**WRITTEN PROBLEM**
Copy out all the items below, swapping every "thickest part" for "widest part" and leaving the rest untouched.

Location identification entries
══════════

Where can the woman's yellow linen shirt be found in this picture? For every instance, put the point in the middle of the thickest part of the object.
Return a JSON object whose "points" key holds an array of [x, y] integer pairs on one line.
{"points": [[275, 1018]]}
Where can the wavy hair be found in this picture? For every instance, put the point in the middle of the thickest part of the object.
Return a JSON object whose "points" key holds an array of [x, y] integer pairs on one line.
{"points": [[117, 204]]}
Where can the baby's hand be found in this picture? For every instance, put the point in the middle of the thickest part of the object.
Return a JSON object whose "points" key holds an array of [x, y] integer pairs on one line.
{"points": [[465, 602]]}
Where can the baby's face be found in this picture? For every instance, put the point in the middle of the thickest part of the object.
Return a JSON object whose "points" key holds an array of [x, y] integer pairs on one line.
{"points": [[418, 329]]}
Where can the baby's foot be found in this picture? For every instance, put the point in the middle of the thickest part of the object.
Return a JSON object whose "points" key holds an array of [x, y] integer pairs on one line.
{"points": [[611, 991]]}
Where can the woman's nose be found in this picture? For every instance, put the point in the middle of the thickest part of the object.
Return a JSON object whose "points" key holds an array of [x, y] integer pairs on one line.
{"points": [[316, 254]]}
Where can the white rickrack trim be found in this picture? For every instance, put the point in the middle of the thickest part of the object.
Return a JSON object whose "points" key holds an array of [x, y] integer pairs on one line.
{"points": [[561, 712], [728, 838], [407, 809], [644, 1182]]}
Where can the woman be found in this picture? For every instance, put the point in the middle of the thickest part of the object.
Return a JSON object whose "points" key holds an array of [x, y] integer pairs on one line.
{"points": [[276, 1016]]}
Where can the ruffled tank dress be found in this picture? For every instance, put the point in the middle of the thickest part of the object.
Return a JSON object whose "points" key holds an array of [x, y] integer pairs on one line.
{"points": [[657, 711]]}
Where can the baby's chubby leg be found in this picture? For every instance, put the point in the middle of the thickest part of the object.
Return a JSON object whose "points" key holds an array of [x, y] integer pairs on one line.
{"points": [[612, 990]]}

══════════

**EXERCISE SOLUTION**
Where can the woman's yellow linen shirt be found in this picture? For every instance, put the point in the middle of the widest part of the object.
Return a JSON object whose "points" key holds an array of [x, y] integer pairs on one line.
{"points": [[275, 1018]]}
Where can the wavy hair be found in this picture? For every instance, put the point in the middle of the widest part of the object.
Return a JSON object whose "points" key holds an array of [x, y] integer pairs on one line.
{"points": [[117, 204]]}
Where can the baby's hand be found in this picture? For every instance, put the point in the middle of the widest part of the object.
Return a JSON object whose "points" key holds an array of [x, y] integer pairs on one line.
{"points": [[465, 602]]}
Where can the baby's face be found in this picture? For every instance, put the point in the middle of the widest part of the object.
Return a JSON object whose "points" key holds an array of [x, y] integer pairs on one line.
{"points": [[418, 329]]}
Where can the baby's foot be found in this picture? For every instance, put the point in the middle of the widest part of the object.
Return a JSON object whose "points" key holds an array of [x, y] integer pairs on one line.
{"points": [[611, 991]]}
Where can the woman's nose be found in this picture? For every instance, put the point in the middle of the widest part of the object.
Return a JSON object whose "points" key holds an array of [x, y] integer pairs on one line.
{"points": [[316, 254]]}
Where can the white rickrack trim be found in this picture? For every instance, put the point in the middle of the widest part of the object.
Return a JSON object whose "points" key holds an array of [x, y] integer pairs on one line.
{"points": [[561, 712], [728, 838], [407, 809], [644, 1182]]}
Where can the woman be found in this picture? For every instance, put the point in the middle of the widest part of the object.
Return a JSON object whose "points" key holds an array of [x, y] integer pairs on one line.
{"points": [[276, 1016]]}
Where can the ruffled tank dress be found in this picture? For every instance, put the point in the middle of the widest part of the object.
Return a JSON object whose "points" key holds an array of [x, y] integer pairs on one line.
{"points": [[657, 711]]}
Where can the baby's chubby leg be found in this picture? For every instance, put the point in the middle of the widest part of the object.
Return a JSON object whose "points" key holds an array of [x, y] integer pairs on one line.
{"points": [[612, 990]]}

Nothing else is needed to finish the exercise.